Verilen Metin:
'''

"Adana'nın son zamanlardaki en büyük problemi nedir?" diye sorsam herhalde hepiniz farklı bir problem söylersiniz. Çünkü çözül(e)meyen ancak bir an önce çözülmeyi bekleyen o kadar çok büyük problemimiz var.
Yerel yönetimlerde yaşadığımız büyük hayal kırıklıkları başa kim gelirse gelsin bir türlü bitmiyor. İktidarın umursamazlığı, yerel yönetici ve idarecilerin iş bilmezliği nedeniyle Türkiye'nin tarım ve sanayi cenneti, turizm konusunda harika bir potansiyeli olan Akdeniz'in yıldızı Adana'nın ışığı artık iyice sönmeye yüz tutmuş durumda.
İşsizlik, adam kayırma, alt ve üst yapı sorunları bir yana hepimizin bildiği, televizyon dizilerine, filmlere, kitaplara konu olan Adanalılık ruhunu da her geçen biraz daha kaybediyoruz.
Adanalılık ruhu derken kabadayılıktan, vurup kırmaktan, yakıp yıkmaktan yani mış/miş gibi gösterilenden bahsetmiyorum. İyiliksever, cömert, maddi manevi paylaşmayı seven, mert, sıcak kanlı, Allah'tan başka hiç bir şeyin önünde boyun eğmeyen, açık sözlü bir ruhtan bahsediyorum.

'''

Etkinlikler:
1 - Adana yazısına göre Adana'nın ışığının sönmeye yüz tutmasının nedenleri nelerdir?
2 - Adana yazısında "Yerel yönetimlerde yaşadığımız" sözleriyle başlayıp "bir ruhtan bahsediyorum." sözleriyle biten bölümü aynen kopyalayın.
3 - Adana yazısında yazarın Adanalılık ruhu derken kastettiği nitelikleri eksiksiz sıralayın.

Sağlanan Veriler:

'''

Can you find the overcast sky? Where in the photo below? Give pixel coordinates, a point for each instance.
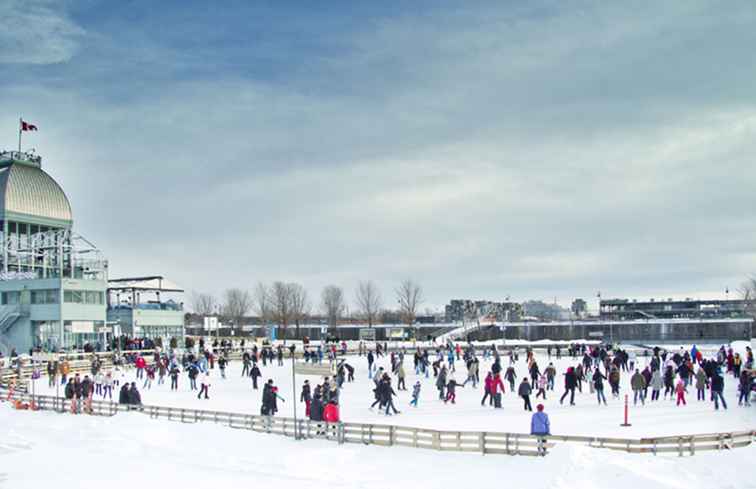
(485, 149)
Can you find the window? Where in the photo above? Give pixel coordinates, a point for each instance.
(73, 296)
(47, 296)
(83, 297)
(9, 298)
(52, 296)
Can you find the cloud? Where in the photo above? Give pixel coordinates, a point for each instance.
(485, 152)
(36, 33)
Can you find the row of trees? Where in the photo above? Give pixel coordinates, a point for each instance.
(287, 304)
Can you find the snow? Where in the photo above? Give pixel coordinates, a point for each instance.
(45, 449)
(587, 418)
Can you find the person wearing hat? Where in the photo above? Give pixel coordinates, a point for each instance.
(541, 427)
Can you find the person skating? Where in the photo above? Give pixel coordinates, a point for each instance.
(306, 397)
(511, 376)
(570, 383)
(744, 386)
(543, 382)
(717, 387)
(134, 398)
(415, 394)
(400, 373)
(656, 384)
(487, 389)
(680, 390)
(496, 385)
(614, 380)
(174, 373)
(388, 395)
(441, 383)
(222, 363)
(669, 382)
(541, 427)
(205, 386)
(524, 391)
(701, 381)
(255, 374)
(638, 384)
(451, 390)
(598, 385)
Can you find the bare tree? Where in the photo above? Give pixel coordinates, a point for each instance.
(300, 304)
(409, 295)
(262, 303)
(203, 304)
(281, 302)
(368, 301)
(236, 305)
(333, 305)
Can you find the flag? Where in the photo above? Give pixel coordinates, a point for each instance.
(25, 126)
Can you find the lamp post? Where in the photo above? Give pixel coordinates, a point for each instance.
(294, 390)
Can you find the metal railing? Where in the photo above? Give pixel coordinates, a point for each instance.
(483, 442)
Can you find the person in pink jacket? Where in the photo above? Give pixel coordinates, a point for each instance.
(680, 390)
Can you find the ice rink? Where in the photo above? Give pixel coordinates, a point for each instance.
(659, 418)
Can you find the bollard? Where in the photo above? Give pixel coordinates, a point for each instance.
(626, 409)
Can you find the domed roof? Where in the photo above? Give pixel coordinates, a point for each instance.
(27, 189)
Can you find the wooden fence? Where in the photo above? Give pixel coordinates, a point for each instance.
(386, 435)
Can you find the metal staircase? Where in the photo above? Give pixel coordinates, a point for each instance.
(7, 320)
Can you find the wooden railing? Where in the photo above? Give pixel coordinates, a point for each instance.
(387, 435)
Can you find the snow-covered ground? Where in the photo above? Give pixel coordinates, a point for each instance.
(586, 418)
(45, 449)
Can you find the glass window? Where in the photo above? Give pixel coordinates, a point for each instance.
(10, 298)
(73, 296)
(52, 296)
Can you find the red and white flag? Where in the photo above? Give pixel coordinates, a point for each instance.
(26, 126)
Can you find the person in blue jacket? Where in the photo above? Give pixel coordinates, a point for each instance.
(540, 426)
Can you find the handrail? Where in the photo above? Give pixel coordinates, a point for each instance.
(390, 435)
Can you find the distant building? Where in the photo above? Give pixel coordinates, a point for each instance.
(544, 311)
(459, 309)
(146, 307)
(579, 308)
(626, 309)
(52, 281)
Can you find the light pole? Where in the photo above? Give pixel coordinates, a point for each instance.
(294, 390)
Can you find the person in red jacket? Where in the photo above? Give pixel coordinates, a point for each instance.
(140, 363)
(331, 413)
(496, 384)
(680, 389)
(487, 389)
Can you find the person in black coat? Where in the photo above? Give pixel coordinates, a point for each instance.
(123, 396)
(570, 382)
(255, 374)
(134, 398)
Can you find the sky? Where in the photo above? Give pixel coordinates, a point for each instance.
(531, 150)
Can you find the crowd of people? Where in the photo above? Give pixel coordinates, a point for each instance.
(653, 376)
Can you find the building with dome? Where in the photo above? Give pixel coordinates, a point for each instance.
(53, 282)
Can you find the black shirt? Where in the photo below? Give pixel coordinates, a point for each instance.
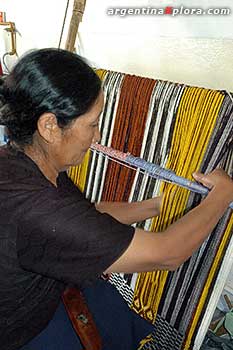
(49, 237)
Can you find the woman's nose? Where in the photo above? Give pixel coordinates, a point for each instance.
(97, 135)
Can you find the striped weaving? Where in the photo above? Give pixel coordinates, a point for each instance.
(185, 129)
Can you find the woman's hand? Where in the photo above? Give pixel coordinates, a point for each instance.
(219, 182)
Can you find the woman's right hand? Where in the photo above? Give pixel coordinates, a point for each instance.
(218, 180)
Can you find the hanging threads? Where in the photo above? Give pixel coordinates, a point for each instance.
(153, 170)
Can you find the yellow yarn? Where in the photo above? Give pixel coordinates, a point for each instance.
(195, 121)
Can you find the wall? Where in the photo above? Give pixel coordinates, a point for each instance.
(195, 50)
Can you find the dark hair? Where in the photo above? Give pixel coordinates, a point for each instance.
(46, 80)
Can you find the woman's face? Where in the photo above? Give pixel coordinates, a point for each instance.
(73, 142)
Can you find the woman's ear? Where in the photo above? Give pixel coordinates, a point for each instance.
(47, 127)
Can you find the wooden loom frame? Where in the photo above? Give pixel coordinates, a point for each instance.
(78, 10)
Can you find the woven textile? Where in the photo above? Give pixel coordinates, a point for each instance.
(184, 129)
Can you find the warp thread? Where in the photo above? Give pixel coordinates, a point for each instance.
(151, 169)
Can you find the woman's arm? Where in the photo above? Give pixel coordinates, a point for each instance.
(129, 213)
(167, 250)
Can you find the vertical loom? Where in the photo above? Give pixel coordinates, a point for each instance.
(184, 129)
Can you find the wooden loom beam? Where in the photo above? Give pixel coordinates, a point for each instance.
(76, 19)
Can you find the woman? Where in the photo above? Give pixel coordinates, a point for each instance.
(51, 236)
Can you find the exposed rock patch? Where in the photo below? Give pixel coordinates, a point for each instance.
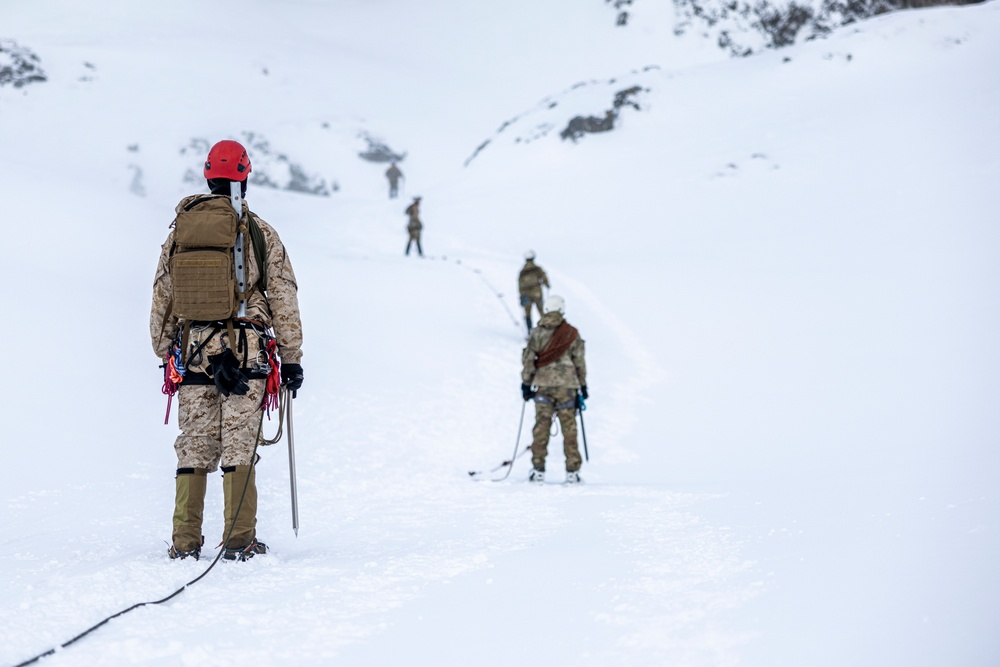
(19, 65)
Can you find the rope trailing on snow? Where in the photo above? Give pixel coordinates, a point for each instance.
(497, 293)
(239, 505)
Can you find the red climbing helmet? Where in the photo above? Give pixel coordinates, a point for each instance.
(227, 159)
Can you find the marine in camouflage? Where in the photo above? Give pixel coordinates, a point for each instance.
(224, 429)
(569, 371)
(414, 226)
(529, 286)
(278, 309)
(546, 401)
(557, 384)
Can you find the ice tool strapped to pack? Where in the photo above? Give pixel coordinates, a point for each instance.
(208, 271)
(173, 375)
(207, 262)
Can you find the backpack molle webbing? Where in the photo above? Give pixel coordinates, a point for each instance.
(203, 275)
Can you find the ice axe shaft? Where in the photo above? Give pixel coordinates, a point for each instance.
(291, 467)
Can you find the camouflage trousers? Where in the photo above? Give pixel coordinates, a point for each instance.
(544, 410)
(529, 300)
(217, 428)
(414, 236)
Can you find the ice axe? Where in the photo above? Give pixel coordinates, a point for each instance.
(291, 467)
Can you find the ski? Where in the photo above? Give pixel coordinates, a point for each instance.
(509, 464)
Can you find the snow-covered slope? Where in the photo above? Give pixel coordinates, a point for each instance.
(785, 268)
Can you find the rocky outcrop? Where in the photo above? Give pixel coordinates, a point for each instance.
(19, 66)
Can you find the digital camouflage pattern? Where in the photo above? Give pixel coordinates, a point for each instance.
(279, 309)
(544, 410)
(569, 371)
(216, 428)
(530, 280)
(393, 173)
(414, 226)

'''

Görevlere Göre Çözümler:
1 - İktidarın umursamazlığı ve yerel yönetici ve idarecilerin iş bilmezliği.

2 -
Yerel yönetimlerde yaşadığımız büyük hayal kırıklıkları başa kim gelirse gelsin bir türlü bitmiyor. İktidarın umursamazlığı, yerel yönetici ve idarecilerin iş bilmezliği nedeniyle Türkiye'nin tarım ve sanayi cenneti, turizm konusunda harika bir potansiyeli olan Akdeniz'in yıldızı Adana'nın ışığı artık iyice sönmeye yüz tutmuş durumda.
İşsizlik, adam kayırma, alt ve üst yapı sorunları bir yana hepimizin bildiği, televizyon dizilerine, filmlere, kitaplara konu olan Adanalılık ruhunu da her geçen biraz daha kaybediyoruz.
Adanalılık ruhu derken kabadayılıktan, vurup kırmaktan, yakıp yıkmaktan yani mış/miş gibi gösterilenden bahsetmiyorum. İyiliksever, cömert, maddi manevi paylaşmayı seven, mert, sıcak kanlı, Allah'tan başka hiç bir şeyin önünde boyun eğmeyen, açık sözlü bir ruhtan bahsediyorum.

3 - İyiliksever, cömert, maddi manevi paylaşmayı seven, mert, sıcak kanlı, Allah'tan başka hiç bir şeyin önünde boyun eğmeyen, açık sözlü.